START Data for this exercise
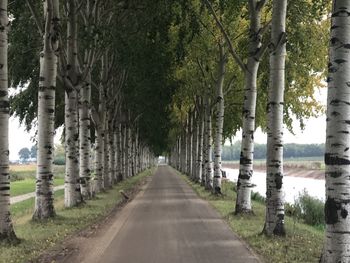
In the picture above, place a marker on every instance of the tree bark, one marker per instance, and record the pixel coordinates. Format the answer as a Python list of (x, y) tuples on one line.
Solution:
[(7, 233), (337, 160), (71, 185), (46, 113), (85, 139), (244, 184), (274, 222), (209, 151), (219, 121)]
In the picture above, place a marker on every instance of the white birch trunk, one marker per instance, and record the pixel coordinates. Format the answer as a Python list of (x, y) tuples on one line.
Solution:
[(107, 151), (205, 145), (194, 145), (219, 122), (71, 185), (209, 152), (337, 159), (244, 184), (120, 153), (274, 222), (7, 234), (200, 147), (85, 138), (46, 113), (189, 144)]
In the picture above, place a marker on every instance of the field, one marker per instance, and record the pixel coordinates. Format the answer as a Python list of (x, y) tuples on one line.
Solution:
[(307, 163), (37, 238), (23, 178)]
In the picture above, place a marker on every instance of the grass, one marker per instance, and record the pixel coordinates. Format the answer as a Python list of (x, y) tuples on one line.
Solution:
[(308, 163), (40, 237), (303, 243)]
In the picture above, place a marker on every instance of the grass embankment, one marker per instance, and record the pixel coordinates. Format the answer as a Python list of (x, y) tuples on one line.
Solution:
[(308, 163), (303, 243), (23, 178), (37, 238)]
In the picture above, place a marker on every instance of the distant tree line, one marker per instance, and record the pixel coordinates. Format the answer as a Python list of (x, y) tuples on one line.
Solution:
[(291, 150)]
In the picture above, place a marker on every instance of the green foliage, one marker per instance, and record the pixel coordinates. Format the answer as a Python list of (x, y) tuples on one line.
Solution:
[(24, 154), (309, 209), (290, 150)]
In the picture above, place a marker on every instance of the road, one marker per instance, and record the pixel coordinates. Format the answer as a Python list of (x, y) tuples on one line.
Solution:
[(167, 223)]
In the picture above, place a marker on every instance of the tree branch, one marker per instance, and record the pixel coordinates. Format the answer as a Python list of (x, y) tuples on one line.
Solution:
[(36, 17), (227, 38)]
END Data for this exercise
START Data for this exercise
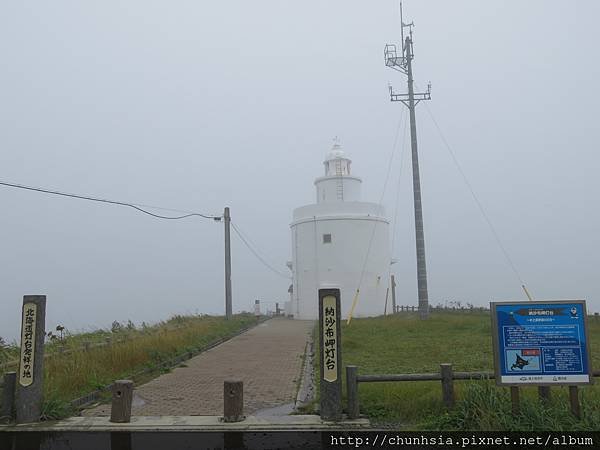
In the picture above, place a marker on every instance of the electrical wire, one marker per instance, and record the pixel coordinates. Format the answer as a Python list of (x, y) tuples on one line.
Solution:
END Data for this exercise
> [Problem to solve]:
Across the material, report every line that has the word "grass".

> [Task result]:
In the picture above, place a marker on every instance of the grass, one marker per instance, and record the pixel coordinates. Format the answer as a Python list of (x, y) tuples on one line.
In the picture above, place a marker on every instance of the grass embankment, one marker per instance, and record the pixel coordinates. Format the answer as a Python list of (x, y) tuples on one line.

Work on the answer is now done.